— Collected data entries —
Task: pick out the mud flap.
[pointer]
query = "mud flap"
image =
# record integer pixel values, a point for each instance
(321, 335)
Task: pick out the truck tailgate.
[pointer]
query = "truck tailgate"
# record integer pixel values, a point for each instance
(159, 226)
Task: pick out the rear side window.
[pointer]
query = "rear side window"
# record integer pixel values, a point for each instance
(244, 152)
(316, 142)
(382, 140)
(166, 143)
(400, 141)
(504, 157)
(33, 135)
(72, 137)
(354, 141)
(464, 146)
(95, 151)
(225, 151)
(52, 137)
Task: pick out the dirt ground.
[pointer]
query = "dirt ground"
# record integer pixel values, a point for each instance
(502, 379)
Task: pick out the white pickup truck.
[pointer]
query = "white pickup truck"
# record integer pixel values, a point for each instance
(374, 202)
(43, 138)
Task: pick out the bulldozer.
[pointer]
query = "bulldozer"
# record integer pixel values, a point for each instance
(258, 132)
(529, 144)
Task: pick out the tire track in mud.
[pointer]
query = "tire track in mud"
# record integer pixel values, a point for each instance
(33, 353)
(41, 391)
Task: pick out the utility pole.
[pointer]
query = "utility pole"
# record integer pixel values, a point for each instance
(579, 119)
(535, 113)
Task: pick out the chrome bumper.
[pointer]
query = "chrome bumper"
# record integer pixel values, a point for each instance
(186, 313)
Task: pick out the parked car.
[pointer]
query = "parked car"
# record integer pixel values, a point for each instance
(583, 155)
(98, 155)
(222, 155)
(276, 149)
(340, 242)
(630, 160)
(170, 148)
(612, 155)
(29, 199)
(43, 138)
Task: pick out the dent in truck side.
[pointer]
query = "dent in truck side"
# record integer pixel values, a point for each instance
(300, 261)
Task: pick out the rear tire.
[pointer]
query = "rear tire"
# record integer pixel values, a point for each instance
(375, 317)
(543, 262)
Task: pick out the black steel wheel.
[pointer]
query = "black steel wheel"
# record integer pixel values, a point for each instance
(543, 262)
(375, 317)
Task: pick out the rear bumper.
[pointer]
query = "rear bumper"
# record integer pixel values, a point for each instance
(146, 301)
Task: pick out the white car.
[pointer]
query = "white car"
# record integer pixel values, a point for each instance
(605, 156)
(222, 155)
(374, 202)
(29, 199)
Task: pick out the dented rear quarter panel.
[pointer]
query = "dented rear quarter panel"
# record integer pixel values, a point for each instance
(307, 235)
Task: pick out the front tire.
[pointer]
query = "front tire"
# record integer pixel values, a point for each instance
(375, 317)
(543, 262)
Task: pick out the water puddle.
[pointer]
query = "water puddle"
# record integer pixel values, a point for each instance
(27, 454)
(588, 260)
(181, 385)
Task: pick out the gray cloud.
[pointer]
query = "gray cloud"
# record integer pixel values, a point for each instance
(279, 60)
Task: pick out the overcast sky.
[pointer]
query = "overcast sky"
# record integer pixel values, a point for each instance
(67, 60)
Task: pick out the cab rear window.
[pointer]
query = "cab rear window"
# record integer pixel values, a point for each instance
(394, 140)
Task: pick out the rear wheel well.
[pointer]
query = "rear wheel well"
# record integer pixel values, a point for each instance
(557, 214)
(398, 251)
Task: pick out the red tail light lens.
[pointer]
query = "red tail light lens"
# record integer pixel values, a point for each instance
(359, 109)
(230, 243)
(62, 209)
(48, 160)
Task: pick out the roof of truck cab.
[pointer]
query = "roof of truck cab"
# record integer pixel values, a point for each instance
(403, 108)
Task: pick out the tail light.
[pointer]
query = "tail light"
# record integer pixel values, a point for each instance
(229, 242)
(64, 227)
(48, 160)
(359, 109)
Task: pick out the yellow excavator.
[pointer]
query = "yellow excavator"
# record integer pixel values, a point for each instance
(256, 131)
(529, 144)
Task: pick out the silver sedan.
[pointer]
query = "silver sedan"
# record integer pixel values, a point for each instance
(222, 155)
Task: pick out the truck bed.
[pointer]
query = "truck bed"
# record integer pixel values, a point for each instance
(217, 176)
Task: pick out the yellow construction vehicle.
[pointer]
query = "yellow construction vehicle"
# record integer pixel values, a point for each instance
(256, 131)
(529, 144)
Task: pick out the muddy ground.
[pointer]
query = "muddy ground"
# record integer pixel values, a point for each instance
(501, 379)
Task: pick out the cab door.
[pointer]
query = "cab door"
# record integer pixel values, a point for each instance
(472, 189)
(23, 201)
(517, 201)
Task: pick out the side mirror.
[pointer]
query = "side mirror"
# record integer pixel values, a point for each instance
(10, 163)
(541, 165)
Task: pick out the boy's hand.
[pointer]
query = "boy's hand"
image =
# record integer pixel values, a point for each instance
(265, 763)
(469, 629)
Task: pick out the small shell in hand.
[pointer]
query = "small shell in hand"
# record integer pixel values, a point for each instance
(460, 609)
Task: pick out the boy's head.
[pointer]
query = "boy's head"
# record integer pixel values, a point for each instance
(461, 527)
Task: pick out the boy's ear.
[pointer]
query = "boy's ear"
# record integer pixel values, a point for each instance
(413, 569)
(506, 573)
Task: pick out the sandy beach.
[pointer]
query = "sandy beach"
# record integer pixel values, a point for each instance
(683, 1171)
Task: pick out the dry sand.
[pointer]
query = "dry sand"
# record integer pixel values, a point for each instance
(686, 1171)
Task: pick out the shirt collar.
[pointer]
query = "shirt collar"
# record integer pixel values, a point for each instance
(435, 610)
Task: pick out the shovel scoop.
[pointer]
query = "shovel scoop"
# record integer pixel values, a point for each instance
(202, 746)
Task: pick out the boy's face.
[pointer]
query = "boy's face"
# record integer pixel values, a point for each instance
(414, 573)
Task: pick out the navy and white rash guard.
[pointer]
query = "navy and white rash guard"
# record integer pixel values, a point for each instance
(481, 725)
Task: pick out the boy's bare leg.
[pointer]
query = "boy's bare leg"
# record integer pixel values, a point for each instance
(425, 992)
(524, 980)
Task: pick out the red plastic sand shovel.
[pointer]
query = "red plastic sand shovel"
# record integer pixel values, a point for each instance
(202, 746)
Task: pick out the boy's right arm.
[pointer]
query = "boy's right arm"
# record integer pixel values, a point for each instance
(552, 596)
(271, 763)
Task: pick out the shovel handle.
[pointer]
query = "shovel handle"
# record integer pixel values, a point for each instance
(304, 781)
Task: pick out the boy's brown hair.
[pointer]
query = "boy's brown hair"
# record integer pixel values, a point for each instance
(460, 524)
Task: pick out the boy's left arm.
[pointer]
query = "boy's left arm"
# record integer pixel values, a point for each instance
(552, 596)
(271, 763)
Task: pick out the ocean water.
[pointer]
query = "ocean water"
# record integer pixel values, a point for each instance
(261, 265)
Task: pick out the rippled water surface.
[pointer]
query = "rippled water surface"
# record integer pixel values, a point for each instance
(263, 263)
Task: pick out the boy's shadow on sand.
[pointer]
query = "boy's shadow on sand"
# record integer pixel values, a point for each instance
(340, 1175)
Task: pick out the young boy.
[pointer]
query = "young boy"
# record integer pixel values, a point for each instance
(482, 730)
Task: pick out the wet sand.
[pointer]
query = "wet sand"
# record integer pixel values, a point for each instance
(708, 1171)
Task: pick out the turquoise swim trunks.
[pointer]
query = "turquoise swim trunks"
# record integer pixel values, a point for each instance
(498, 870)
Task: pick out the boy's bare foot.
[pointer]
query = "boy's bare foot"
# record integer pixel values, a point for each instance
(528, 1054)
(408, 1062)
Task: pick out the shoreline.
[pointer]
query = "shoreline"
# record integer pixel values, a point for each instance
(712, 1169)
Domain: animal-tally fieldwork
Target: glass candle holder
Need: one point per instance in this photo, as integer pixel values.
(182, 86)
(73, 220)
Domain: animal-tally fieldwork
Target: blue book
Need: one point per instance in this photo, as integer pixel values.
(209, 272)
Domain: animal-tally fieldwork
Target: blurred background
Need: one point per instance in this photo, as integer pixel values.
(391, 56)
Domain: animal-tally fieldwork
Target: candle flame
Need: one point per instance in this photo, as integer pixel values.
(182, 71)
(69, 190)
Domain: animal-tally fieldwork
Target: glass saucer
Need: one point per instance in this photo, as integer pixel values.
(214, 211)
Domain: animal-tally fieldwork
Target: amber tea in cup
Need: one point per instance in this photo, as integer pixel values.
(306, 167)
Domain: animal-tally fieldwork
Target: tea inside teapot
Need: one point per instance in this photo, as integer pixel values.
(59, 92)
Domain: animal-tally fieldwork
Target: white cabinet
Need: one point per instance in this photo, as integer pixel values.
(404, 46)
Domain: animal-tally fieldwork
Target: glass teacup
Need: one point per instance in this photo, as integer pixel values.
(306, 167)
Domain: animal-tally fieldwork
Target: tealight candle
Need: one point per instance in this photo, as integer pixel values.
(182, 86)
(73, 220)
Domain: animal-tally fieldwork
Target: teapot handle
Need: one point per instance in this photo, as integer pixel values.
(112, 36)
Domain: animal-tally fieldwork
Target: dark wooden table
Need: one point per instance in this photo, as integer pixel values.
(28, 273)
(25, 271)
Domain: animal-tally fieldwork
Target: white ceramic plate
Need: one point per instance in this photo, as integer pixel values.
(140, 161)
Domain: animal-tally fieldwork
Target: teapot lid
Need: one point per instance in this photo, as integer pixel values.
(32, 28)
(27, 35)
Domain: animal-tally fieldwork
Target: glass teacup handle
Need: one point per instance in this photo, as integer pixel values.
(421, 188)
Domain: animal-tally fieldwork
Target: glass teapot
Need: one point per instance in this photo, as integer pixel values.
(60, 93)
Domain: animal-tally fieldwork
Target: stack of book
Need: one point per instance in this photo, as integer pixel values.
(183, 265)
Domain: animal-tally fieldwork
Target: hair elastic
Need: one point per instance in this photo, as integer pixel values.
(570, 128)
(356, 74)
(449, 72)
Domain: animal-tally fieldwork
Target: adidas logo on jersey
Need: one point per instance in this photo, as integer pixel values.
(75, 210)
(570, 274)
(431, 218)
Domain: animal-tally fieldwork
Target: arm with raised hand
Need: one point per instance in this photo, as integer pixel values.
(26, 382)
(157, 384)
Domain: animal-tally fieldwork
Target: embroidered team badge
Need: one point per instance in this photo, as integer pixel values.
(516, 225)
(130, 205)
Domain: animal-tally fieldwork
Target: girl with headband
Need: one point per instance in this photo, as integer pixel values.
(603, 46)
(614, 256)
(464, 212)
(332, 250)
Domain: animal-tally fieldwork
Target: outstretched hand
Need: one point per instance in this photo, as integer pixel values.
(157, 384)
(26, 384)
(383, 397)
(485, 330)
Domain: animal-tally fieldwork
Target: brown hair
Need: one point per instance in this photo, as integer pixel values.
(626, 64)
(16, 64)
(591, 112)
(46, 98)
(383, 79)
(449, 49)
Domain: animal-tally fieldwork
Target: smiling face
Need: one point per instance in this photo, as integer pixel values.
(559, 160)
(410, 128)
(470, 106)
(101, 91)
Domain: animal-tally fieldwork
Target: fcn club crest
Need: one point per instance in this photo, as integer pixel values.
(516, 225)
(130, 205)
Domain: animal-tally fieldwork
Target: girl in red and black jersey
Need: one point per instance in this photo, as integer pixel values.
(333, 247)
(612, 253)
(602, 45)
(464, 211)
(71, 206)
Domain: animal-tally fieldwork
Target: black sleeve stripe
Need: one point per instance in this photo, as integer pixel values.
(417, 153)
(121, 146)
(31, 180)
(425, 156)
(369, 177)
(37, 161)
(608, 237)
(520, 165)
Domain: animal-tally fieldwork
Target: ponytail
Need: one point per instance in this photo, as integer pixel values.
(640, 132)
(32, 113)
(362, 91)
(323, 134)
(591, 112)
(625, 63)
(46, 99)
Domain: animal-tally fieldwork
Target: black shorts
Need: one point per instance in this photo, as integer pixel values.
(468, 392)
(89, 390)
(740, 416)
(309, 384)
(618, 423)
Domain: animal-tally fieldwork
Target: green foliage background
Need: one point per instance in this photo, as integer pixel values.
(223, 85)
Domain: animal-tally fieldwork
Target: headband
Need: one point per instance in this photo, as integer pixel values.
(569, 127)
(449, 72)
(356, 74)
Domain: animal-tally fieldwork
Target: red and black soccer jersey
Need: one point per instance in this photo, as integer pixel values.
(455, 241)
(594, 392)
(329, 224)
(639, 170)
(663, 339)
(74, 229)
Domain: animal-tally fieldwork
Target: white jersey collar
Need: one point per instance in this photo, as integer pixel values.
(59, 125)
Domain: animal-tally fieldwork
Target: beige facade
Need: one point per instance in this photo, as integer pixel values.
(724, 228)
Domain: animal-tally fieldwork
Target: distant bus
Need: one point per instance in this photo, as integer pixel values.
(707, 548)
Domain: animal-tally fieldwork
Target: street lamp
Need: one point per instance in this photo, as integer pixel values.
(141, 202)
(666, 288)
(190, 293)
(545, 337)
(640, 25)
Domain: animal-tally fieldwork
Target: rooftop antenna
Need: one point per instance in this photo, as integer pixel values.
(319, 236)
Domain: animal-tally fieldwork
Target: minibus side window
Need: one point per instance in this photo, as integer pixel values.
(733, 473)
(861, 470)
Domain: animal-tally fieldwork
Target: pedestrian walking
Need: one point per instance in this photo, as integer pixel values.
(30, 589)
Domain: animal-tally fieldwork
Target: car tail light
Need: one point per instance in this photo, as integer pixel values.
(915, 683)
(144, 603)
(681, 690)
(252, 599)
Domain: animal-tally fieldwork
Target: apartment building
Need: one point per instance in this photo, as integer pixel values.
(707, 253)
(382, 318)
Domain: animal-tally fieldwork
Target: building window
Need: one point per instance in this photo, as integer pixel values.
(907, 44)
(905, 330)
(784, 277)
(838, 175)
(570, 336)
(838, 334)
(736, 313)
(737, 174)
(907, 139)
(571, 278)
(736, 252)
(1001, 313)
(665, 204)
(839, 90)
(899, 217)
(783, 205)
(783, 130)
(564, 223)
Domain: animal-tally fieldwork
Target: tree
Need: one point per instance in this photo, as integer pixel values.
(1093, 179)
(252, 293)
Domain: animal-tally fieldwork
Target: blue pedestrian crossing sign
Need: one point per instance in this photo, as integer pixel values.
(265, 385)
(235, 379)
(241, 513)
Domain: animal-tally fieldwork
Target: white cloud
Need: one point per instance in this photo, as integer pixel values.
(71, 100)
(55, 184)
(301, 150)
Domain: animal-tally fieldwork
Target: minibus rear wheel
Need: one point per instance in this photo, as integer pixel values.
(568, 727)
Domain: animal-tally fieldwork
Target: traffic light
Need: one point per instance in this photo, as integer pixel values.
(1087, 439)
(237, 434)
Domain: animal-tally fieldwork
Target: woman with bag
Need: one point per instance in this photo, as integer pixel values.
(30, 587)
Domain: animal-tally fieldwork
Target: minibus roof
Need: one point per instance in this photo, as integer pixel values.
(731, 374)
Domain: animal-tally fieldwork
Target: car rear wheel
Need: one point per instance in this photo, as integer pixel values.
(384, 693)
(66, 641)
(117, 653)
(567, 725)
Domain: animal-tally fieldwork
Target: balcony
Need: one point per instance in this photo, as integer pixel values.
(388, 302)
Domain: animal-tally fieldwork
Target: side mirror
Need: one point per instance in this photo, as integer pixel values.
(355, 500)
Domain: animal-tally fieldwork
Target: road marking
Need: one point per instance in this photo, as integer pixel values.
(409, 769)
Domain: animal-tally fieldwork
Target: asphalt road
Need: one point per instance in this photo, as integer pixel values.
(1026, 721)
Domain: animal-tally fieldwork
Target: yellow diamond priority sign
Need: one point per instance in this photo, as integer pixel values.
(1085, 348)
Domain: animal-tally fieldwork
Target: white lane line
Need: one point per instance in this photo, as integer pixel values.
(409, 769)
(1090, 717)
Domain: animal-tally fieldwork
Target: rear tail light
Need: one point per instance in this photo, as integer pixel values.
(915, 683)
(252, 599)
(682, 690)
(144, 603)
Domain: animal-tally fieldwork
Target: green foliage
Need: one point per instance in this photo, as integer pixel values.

— Task objective —
Pull every line containing "shoreline" out of the records.

— Answer to this task —
Task: pick out the shoreline.
query = "shoreline"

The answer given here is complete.